* Условие задачи *
Продолжите текст о первых годах Гоголя в Петербурге, начав сразу после его последнего предложения.

* Текст для чтения *
________
В тот же день Храповицкий написал о нем такой отзыв: «Присланный на испытание Гоголь-Яновский оказался совершенно неспособным не только к трагедии или драме, но даже к комедии. Не имеет понятия о декламации. Даже по тетради читал плохо и невнятно. И фигура его совершенно неприлична для сцены, его можно употребить разве на выход (подавать письма и салфетки)».
Поняв, какое впечатление он произвел на инспектора, Гоголь за ответом не пришел. Он решил попробовать себя на литературном поприще, о котором раньше никогда не мечтал. Он издал за свой счет поэму «Ганц Кюхельгартен» под псевдонимом В. Алов и разнес по книжным лавкам. Две книги направил на рецензию и стал ждать результата. Заключение рецензентов о книге было отрицательным. Один из них писал: «В книге много несообразностей, картины часто так чудовищны и авторская смелость в слоге так безотчетлива, что свет ничего бы не потерял, если б она залежалась под спудом. Не лучше ль от сочинителя дождаться чего-то более зрелого». Книга не раскупалась: никто ею не интересовался. Гоголь со своим слугой Якимом взял из лавок все ее экземпляры и сжег.
Но эта первая неудача не охладила Гоголя. Узнав, что в Петербурге публика интересуется малороссийскими сюжетами, он просит мать прислать описание празднеств, свадеб, нравов, обычаев, национальной одежды, пословицы, поговорки, забавные анекдоты и разные случаи из жизни.
В Петербурге в эти годы образовался кружок из выпускников Нежинской гимназии, членом которого стал Гоголь. В отличие от других кружковцев, которые уже устроились на работу, Гоголь все еще безуспешно продолжал поиски. Но вскоре эти хлопоты были прерваны одним необычным и загадочным эпизодом.
________
* Сохраненные данные *
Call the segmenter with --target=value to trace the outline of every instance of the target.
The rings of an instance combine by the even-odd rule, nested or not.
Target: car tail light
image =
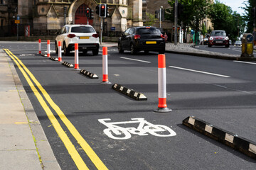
________
* Поле ответа *
Через несколько месяцев после прибытия в Петербург Гоголь внезапно уезжает в Германию будто бы вслед за какой-то девушкой, которую никто из его друзей никогда не видел. В письме к матери он так описывает предмет своего увлечения: «Я бы назвал ее ангелом, но это выражение некстати для нее. Это божество, но облеченное в человеческие страсти. Лицо, поразительное блистание которого в одно мгновение печатлеется в сердце, глаза, пронзающие душу, их жгучего сияния, проходящего насквозь всего, не вынесет ни один человек. Адская тоска со всевозможными муками кипела в груди моей. О, какое жестокое состояние! Мне кажется, если грешникам уготован ад, то он не так мучителен. Нет, это не любовь была. Я жаждал, кипел упиться одним только взглядом. Взглянуть на нее еще раз – это было единственное желание, возраставшее сильнее и сильнее, с невыразимой едкостью тоски. С ужасом осмотрелся я и разглядел свое ужасное состояние. Все в мире для меня было чуждо, и жизнь и смерть равно несносны, и душа не могла дать отчет в своих явлениях. Я увидел, что мне надо бежать от самого себя, если я хочу сохранить жизнь и возвратить хоть тень покоя в истерзанную душу. Нет, это существо, которое было послано, чтобы лишить меня покоя, расстроить шатко созданный мир мой, не было женщиной. Если бы она была женщиной, она бы всею силою своих очарований не смогла произвести таких ужасных, невыразимых впечатлений. Это божественное существо вырвало покой из моей груди и удалилось от меня».
Историк и биограф В. М. Шенрок позже писал, что «эта страсть существовала только в воображении Гоголя». Через три недели Гоголь из Любека сообщает матери, что он бежал от самого себя и старался забыть все, окружавшее его. «Я напрасно пытался уверить себя, что принужден повиноваться воле того, кто управляет нами свыше. За эту любовь я должен причинять вам страдания и должен исполнить жизнь вашу горькими минутами. Это разрывает мне сердце. Простите, милая великодушная маменька, своего несчастного сына. Я часто думаю о себе: зачем Бог создал сердце, может быть единственное редкое в мире, пламенеющее жаркой любовью ко всему высокому и прекрасному, зачем дал всему этому такую грубую оболочку? Зачем одел в такую страшную смесь противоречий, упрямства, дерзкой самонадеянности и самого униженного смирения? Но мой бренный разум не в силах постичь великих определений Всевышнего».